:: Exercise aim ::
Rewrite every line of the data below with each occurrence of "masks" changed to "polygons", keeping all other text the same, and omit the pictures from your output.

* START *

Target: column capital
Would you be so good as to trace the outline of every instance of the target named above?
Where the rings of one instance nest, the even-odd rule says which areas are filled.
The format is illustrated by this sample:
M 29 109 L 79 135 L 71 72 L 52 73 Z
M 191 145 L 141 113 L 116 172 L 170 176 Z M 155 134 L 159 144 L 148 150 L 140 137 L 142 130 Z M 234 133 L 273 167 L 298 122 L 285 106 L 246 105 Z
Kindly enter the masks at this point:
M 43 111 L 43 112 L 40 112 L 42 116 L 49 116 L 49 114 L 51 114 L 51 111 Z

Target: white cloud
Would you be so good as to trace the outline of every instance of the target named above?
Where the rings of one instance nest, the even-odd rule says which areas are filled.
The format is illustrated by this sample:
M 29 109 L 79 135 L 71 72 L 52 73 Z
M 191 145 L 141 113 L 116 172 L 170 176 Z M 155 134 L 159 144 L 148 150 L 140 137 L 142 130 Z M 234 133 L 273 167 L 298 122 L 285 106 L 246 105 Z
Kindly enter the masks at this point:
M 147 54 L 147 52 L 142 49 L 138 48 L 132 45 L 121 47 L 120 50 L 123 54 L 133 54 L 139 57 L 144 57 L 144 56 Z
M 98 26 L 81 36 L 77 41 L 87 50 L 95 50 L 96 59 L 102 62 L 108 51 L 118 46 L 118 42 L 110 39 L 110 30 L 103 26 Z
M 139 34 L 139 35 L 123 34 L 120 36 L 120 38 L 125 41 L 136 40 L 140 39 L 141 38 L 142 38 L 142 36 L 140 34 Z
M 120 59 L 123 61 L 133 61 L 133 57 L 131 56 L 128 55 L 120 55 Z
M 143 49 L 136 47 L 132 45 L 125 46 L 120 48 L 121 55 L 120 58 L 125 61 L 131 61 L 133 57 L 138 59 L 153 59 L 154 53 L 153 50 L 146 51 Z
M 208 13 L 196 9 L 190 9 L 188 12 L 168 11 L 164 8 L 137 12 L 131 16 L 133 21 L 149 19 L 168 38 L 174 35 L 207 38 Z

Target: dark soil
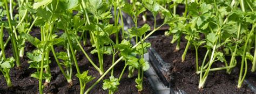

* END *

:: The solution ::
Target: column capital
Would you be so good as to trace the outline of every instance of the target named above?
Where the rings of one instance nest, the even-odd rule says which areas are filled.
The format is illustrated by this sample:
M 29 109 L 79 135 L 71 72 L 52 73 Z
M 191 145 L 141 113 L 116 172 L 170 176 Z M 155 134 L 159 144 L 148 150 L 140 137 L 142 130 Z M 234 133 L 273 167 L 298 122 L 285 106 L 246 105 Z
Kindly enter the polygons at this point:
M 43 111 L 43 112 L 40 112 L 42 116 L 49 116 L 49 114 L 51 114 L 51 111 Z

Target: white cloud
Would you be so good as to trace the outline of every instance of the target named above?
Where the rings of one instance nest, the even-odd rule says which areas are filled.
The format is illustrated by this sample:
M 29 109 L 79 135 L 71 72 L 52 73 Z
M 191 145 L 141 113 L 116 172 L 170 176 Z M 155 134 L 159 144 L 148 150 L 140 137 L 142 130 Z M 234 133 L 273 167 L 298 122 L 285 106 L 246 105 Z
Kindly enter the polygons at this point:
M 147 54 L 147 52 L 142 49 L 138 48 L 132 45 L 121 47 L 120 50 L 123 54 L 133 54 L 139 57 L 144 57 L 144 56 Z
M 98 26 L 81 36 L 77 41 L 87 50 L 95 50 L 96 59 L 102 62 L 108 51 L 118 46 L 118 42 L 110 39 L 110 30 L 103 26 Z
M 139 34 L 139 35 L 123 34 L 120 36 L 120 38 L 125 41 L 136 40 L 140 39 L 141 38 L 142 38 L 142 36 L 140 34 Z
M 120 59 L 123 61 L 133 61 L 133 57 L 131 56 L 128 55 L 120 55 Z
M 143 49 L 136 47 L 132 45 L 125 46 L 120 48 L 121 55 L 120 58 L 125 61 L 131 61 L 133 57 L 138 59 L 153 59 L 154 53 L 153 50 L 146 51 Z
M 208 13 L 196 9 L 190 9 L 188 12 L 168 11 L 164 8 L 137 12 L 131 16 L 133 21 L 149 19 L 168 38 L 174 35 L 207 38 Z

Target: dark soil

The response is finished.